What the task asks:
Where a line holds the word "below", copy it from the records.

Point localization data:
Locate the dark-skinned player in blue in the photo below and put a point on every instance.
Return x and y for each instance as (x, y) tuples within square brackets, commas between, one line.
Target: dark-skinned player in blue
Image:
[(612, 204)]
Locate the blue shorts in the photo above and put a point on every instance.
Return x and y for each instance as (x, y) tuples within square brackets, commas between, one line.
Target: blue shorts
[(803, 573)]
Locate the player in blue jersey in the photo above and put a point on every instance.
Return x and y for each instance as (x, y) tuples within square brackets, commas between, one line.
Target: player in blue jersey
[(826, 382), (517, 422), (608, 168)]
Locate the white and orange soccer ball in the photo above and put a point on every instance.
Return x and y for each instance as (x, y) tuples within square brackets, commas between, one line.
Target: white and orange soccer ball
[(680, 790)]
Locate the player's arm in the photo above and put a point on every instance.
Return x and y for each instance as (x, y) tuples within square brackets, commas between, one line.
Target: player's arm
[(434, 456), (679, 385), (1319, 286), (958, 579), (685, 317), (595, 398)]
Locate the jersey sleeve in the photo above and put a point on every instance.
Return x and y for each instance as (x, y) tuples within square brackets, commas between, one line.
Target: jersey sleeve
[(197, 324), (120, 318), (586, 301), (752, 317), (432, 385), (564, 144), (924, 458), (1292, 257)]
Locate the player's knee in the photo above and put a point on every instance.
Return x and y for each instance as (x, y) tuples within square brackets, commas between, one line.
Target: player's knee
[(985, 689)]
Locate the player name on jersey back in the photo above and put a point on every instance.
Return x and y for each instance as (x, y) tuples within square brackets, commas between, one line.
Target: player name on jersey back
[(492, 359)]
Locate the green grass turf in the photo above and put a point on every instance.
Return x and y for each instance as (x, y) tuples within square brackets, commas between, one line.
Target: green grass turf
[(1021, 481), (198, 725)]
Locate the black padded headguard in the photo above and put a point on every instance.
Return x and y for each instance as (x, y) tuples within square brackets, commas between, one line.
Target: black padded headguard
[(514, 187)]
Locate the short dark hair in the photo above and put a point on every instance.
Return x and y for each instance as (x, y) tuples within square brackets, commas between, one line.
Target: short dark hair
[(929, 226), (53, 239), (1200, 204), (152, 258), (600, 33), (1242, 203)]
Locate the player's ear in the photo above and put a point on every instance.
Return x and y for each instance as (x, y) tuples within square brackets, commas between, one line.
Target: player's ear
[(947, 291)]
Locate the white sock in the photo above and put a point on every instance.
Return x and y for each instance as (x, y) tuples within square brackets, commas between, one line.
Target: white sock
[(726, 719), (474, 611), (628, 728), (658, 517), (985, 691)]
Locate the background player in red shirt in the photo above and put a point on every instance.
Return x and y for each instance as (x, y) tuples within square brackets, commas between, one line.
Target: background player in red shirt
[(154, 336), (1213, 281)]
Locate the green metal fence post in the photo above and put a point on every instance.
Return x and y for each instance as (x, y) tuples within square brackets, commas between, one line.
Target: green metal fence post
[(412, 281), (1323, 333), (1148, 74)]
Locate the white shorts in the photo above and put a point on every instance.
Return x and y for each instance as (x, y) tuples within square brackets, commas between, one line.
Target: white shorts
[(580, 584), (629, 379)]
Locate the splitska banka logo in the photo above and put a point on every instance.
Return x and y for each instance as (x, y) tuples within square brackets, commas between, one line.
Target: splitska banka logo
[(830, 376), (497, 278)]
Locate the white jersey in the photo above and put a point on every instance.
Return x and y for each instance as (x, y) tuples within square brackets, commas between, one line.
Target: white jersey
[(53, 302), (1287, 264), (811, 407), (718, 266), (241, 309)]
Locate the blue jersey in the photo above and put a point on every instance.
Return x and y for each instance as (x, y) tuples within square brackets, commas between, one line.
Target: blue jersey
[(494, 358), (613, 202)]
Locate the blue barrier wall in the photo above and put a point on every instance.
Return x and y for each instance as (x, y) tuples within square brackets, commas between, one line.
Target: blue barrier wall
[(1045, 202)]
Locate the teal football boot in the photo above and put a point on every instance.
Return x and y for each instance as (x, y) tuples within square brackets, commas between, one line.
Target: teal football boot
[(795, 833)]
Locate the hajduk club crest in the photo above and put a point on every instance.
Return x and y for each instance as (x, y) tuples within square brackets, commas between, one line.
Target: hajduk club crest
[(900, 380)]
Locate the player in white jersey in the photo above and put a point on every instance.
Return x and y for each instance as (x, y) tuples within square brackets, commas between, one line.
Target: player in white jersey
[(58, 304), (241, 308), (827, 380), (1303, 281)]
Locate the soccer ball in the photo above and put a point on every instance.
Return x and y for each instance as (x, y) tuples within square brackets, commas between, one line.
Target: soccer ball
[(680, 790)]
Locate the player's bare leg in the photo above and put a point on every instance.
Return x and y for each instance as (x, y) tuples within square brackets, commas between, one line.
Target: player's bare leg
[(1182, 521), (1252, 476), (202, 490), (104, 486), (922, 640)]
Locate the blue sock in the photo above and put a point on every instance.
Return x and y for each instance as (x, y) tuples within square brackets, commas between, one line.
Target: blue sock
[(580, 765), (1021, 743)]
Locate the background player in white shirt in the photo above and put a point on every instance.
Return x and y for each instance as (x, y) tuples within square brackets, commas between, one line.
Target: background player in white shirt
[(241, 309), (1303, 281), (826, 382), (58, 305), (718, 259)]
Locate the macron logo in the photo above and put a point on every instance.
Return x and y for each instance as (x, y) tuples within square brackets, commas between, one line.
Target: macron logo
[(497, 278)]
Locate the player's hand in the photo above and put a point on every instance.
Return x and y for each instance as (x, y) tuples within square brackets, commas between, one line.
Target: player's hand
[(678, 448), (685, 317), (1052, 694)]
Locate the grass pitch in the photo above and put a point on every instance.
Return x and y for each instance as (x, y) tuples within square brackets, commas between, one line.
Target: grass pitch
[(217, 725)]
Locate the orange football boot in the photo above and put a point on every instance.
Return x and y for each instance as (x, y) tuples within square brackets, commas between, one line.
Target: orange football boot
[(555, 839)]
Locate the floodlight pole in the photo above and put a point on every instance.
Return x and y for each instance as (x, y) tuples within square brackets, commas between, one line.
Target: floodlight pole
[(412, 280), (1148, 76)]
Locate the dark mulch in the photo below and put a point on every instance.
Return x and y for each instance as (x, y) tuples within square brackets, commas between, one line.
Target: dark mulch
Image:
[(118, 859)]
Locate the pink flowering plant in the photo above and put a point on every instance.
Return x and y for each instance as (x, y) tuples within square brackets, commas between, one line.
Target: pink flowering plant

Solution:
Locate the dark-skinned player in blue in the photo below and put a point on every instance.
Locate the dark mulch in the photo below and put a point on every instance.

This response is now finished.